YOUR GOAL:
Quote the stretch from "The first step" through "future is limited." word for word from the Section 382 text below.

EXCERPT:
Many high-tech start-up businesses incur significant expenditures before they begin generating sales and become profitable. The time required to develop a successful product is often counted in years. As a result, a company may accumulate large net operating losses and tax credit carryovers. In general, when a company becomes profitable, these can be used to offset up to 80% of the company’s annual taxable income. In some circumstances, however, the tax law creates additional limitations. One such limitation is imposed by Section 382 of the Tax Code.

When is Section 382 applicable?

Congress enacted Section 382 to prevent a corporation with a large taxable income from purchasing a company with net operating losses (NOL) carryforwards and using those “acquired” NOLs to offset income. Provisions of this section apply when there is a change in the ownership of a C corporation with accumulated NOL carryforwards. A company may issue additional shares of its stock to new shareholders, existing shareholders may sell their shares to new shareholders, or the company may repurchase some of its own stock. All these transactions can trigger applicability of Sec. 382.

How is the limitation calculated?

The first step in determining whether NOLs are going to be limited is to establish if and when a 50% change in ownership occurred. A taxpayer is required to calculate whether a change of ownership occurred every time the ownership of a 5%-or-more shareholder increases. If a cumulative change in the ownership of 5%-or-more shareholders is more than 50% within a period of three years, the amount of NOL carryforwards that can be used in the future is limited.

There are many variables involved in calculating whether a change in ownership occurred. The ownership is measured based on value of different classes or stock, or other equity instruments, not their number. For private companies it often means that a business valuation needs to be performed. There may be multiple changes in ownership within a testing period. There are also complex rules that need to be followed, when determining who meets the definition of the 5%-or-more shareholder.

Once it is concluded the change in ownership is more than 50%, the annual limitation is calculated as follows:

Value of the Corporation x Federal Long-Term Tax-Exempt Interest Rate

Value of the Corporation: Fair market value of the corporation’s stock immediately before ownership change.

DATASET CONTENT:

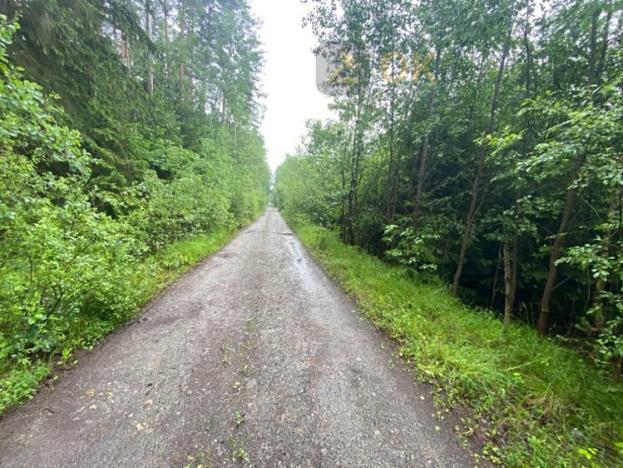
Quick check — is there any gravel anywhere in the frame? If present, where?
[0,208,473,467]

COMPLETED TASK:
The first step in determining whether NOLs are going to be limited is to establish if and when a 50% change in ownership occurred. A taxpayer is required to calculate whether a change of ownership occurred every time the ownership of a 5%-or-more shareholder increases. If a cumulative change in the ownership of 5%-or-more shareholders is more than 50% within a period of three years, the amount of NOL carryforwards that can be used in the future is limited.